Directive: Please copy out the items from the line containing "Each instance of the small tree" through the end of the items, swapping "potted shrub" for "potted bush" and keeping everything else the same.

┄┄┄┄┄┄┄┄┄┄┄┄┄┄┄┄┄┄┄┄

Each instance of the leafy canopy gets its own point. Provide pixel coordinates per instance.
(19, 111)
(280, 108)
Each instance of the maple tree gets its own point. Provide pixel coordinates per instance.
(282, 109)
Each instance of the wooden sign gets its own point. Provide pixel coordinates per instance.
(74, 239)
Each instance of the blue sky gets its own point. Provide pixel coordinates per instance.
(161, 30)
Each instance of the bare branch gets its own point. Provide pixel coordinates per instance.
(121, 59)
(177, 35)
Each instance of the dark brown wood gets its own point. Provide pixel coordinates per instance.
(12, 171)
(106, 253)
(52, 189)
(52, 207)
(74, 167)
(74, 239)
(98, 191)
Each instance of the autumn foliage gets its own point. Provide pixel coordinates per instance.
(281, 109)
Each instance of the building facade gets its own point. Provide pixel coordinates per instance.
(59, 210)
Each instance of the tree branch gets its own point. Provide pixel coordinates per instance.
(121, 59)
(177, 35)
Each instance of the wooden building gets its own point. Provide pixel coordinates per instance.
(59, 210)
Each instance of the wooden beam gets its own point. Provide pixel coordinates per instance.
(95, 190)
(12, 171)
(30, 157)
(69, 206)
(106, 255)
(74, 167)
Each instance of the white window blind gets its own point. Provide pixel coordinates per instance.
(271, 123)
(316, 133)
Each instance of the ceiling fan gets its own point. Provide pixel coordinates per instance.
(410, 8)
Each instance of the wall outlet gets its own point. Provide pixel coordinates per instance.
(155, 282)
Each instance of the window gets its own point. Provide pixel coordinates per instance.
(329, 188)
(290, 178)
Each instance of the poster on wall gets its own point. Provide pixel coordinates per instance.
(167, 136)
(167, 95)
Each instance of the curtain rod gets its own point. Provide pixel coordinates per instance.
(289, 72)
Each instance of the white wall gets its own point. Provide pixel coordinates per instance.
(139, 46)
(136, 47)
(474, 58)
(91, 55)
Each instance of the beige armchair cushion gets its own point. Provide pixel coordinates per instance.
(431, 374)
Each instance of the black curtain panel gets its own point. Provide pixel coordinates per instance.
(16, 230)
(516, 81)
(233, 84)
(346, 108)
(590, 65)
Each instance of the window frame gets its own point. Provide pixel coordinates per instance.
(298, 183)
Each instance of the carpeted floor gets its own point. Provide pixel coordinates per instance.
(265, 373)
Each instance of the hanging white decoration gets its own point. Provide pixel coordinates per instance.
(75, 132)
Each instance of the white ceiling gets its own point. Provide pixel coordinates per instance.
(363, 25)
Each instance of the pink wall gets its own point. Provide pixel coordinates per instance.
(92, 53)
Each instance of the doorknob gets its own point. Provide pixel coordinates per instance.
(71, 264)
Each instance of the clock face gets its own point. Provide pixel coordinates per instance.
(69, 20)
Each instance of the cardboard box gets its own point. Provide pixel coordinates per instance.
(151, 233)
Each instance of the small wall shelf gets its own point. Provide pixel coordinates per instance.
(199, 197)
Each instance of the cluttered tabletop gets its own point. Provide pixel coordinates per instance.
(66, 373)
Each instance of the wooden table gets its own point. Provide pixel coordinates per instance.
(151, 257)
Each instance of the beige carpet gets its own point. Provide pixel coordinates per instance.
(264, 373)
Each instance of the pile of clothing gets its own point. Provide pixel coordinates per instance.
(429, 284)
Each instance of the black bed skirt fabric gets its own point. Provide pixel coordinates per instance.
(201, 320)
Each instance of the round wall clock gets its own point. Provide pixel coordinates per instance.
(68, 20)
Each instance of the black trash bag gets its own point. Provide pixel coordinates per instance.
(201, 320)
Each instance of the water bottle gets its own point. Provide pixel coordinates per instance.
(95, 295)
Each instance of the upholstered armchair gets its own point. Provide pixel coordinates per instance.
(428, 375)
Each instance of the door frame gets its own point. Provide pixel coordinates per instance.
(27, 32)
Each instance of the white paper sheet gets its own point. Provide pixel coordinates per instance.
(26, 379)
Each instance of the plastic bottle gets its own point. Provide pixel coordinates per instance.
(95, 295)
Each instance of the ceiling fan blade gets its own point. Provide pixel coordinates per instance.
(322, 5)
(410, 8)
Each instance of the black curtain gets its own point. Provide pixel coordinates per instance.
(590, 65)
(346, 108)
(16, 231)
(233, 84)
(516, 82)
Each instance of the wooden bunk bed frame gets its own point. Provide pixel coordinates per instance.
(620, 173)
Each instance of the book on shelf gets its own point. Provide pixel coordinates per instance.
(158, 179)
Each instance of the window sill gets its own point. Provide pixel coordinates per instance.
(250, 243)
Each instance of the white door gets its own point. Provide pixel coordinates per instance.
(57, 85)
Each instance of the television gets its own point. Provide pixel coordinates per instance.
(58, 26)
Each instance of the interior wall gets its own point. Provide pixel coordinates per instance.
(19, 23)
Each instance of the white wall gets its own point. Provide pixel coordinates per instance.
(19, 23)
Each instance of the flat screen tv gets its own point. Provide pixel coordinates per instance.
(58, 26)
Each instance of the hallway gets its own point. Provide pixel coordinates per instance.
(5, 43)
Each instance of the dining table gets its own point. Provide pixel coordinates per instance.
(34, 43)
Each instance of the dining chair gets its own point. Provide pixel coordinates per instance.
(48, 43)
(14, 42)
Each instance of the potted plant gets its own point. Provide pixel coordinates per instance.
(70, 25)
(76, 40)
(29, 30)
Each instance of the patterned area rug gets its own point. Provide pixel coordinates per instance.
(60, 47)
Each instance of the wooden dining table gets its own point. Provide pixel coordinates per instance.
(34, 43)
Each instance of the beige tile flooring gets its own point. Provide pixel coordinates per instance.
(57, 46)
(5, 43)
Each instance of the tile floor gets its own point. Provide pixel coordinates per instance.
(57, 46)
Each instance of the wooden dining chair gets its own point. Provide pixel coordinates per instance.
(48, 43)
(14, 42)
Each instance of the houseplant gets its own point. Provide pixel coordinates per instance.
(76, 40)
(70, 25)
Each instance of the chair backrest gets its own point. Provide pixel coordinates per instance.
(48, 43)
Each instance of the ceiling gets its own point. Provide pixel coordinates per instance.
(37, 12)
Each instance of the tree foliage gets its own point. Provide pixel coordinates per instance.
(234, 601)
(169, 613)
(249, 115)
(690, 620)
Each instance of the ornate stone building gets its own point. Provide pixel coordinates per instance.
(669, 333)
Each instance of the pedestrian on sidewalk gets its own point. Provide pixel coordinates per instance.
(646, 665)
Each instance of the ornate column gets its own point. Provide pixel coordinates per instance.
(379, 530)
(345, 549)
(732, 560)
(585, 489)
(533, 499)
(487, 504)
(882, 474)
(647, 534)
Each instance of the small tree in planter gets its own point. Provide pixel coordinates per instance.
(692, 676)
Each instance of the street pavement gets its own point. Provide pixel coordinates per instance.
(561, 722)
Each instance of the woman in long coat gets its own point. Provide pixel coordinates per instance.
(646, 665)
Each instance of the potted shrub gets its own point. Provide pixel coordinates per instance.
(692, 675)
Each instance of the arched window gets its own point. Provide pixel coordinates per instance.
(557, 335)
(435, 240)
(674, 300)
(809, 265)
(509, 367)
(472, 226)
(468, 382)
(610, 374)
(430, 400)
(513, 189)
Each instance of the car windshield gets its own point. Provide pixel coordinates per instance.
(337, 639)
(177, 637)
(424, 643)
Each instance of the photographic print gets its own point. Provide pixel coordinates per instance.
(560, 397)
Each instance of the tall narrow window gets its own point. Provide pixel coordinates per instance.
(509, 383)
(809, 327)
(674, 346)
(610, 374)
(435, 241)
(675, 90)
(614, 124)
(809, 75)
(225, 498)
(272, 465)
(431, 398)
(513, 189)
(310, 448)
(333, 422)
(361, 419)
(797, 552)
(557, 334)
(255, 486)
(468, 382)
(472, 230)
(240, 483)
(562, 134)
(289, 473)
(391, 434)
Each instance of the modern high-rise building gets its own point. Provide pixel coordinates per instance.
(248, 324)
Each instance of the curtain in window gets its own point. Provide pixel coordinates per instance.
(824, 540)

┄┄┄┄┄┄┄┄┄┄┄┄┄┄┄┄┄┄┄┄

Worked solution:
Each instance of the small tree in planter gets its own point. Provide pixel coordinates per instance.
(692, 676)
Each instance of the street pavement gets its own point. Provide pixel coordinates per instance.
(561, 722)
Each instance of the woman in long coat gets its own point. Provide pixel coordinates per instance.
(646, 665)
Each instance of the potted bush gets its own point. Provide pixel coordinates per instance.
(692, 675)
Each instance of the arched window gets its own point. Provide pixel coordinates per instance.
(557, 335)
(435, 240)
(674, 300)
(809, 265)
(509, 367)
(472, 226)
(468, 382)
(610, 374)
(430, 400)
(513, 189)
Each instance of the car windshield gets its own point. Provide pixel coordinates per instance.
(337, 639)
(177, 637)
(424, 643)
Each instance of the photographic print gets its own point. Provide pixel coordinates per instance.
(560, 397)
Each instance of the tall narrow window gets its own point. Provide pixel coordinates per instance.
(509, 383)
(809, 327)
(674, 346)
(610, 374)
(435, 241)
(675, 90)
(614, 124)
(809, 75)
(225, 498)
(272, 465)
(431, 398)
(513, 189)
(310, 448)
(333, 422)
(361, 419)
(797, 552)
(557, 334)
(255, 486)
(468, 382)
(472, 230)
(240, 483)
(562, 134)
(289, 473)
(391, 434)
Each instance of the modern high-rise building gets its own point. Provide pixel coordinates per instance.
(248, 324)
Each instance of the curtain in window gets its own point. Provide pixel coordinates per instance.
(824, 540)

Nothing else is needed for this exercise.